═════ RECORDS FOR THIS EXERCISE ═════
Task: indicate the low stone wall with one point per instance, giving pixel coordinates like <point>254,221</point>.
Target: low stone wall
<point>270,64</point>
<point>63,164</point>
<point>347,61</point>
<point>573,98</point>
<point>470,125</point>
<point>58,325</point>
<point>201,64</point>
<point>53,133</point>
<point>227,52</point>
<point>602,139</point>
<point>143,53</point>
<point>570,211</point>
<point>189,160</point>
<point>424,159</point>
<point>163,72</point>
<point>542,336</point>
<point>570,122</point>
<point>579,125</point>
═════
GIVEN PROBLEM:
Render every line of the records above as a numbered list, omitting any blank lines.

EXERCISE SOLUTION:
1. Task: indicate the low stone wall with one point per instance, giving pixel coordinates like <point>254,221</point>.
2. Target: low stone wall
3. <point>270,64</point>
4. <point>63,164</point>
5. <point>347,61</point>
6. <point>573,98</point>
7. <point>470,125</point>
8. <point>58,325</point>
9. <point>201,64</point>
10. <point>53,133</point>
11. <point>227,52</point>
12. <point>602,139</point>
13. <point>143,53</point>
14. <point>570,211</point>
15. <point>189,160</point>
16. <point>424,159</point>
17. <point>163,72</point>
18. <point>542,336</point>
19. <point>570,122</point>
20. <point>579,125</point>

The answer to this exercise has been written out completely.